Listed entries:
.....
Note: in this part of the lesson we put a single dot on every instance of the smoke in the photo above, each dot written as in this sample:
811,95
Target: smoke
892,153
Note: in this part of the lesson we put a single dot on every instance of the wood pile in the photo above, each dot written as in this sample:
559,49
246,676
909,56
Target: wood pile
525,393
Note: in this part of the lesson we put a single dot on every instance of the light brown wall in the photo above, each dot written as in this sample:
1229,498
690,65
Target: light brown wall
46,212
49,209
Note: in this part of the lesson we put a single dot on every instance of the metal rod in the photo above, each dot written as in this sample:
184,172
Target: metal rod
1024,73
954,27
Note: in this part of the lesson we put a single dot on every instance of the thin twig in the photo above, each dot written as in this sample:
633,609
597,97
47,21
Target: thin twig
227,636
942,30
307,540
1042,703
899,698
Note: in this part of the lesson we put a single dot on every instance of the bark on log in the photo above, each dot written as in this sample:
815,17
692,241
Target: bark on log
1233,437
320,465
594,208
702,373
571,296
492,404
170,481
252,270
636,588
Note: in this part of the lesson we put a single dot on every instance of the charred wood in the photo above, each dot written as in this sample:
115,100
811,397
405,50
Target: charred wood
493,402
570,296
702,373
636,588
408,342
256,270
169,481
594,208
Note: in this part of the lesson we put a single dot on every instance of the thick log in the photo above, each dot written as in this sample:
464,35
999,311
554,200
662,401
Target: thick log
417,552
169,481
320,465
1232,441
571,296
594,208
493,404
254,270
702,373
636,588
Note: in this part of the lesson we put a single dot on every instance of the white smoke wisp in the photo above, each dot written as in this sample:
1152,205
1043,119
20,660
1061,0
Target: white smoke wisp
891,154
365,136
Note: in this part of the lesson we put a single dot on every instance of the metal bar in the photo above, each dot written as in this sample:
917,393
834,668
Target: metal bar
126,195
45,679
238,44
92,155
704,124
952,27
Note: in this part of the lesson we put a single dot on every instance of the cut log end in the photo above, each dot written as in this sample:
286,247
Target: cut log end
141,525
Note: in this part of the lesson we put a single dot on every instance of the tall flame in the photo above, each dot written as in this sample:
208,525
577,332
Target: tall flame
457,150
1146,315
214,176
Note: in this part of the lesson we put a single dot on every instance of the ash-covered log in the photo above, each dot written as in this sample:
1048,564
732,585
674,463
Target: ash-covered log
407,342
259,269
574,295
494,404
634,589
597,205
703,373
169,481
.....
Required work: Write the listing out again, word for word, in its entirety.

Response box:
Note: in this part of the lesson we put a single dot on every instance of the smoke in the photo above, each dot written as in this sample:
811,95
Target: smoke
892,153
Note: in this part of the lesson we put a single dot on every instance of the wood pile in the photo above, each dot written as in this sample:
559,49
246,676
909,56
Target: wood pile
525,393
Note: in this part of the lesson we put a single dot on every instance of the light brown wall in the photo above, each dot written as in this sample:
1229,498
690,65
Target: light brown wall
46,212
49,209
Note: in this part of the lesson we put a single dot on every instance of the metal rod in the photo above, each dot written as in this sample:
184,172
Target: metal rod
1024,73
954,27
Note: in this part of the lesson we put a single dot on every instance of the thin twig in the photo above, each dot written as in this sample:
633,609
597,97
47,21
Target: thin twig
227,636
942,30
307,540
1042,703
899,698
Note: in this part of the lesson we put a single dot on every instance of the bark on log in the photo above, each dot written as in this sample:
815,17
692,241
Target: bark on log
1233,437
320,465
594,208
702,373
571,296
492,404
170,481
252,270
636,588
Note: in this part of the lesson we put a single dot on every instance of the charred wood in the photo above, each dot written as in this sample:
115,100
811,397
405,50
Target: charred wood
493,402
570,296
702,373
636,588
408,342
256,270
169,481
594,208
Note: in this part of the lesson we put a single dot on every instance of the thick log in the photo above, each dot written as in this sample:
464,35
999,311
554,200
662,401
Target: thick log
417,552
169,481
320,465
1232,441
571,296
594,208
493,404
254,270
702,373
636,588
Note: in this part of the lesson we put a single dot on every instance of the white smoke wisp in the photo above, each dot written as in this sample:
1152,205
1043,119
20,660
1061,0
Target: white smoke wisp
891,154
365,136
Note: in this part of the lesson we put a single dot on every instance of the metal bar in the photo above, each dot written as in this sample:
917,393
834,668
Target: metal bar
126,195
45,679
238,44
92,155
704,124
952,27
Note: in this part of the lesson we put a single dot on every instance of the cut log end in the photo above, each dot written as in this sample:
286,247
Target: cut log end
141,525
Note: in this part of the lesson we put a single dot on every instance of the tall flame in the photo above, each dot written as in this sample:
208,525
577,332
Target: tall flame
457,150
1146,315
214,176
Note: in this part of the lesson we put a single dot on every instance of the ash-covered log in the photo above, each dot written as in this sample:
1048,564
732,585
674,463
Target: ash-covered log
407,342
259,269
574,295
494,404
634,589
597,205
703,373
169,481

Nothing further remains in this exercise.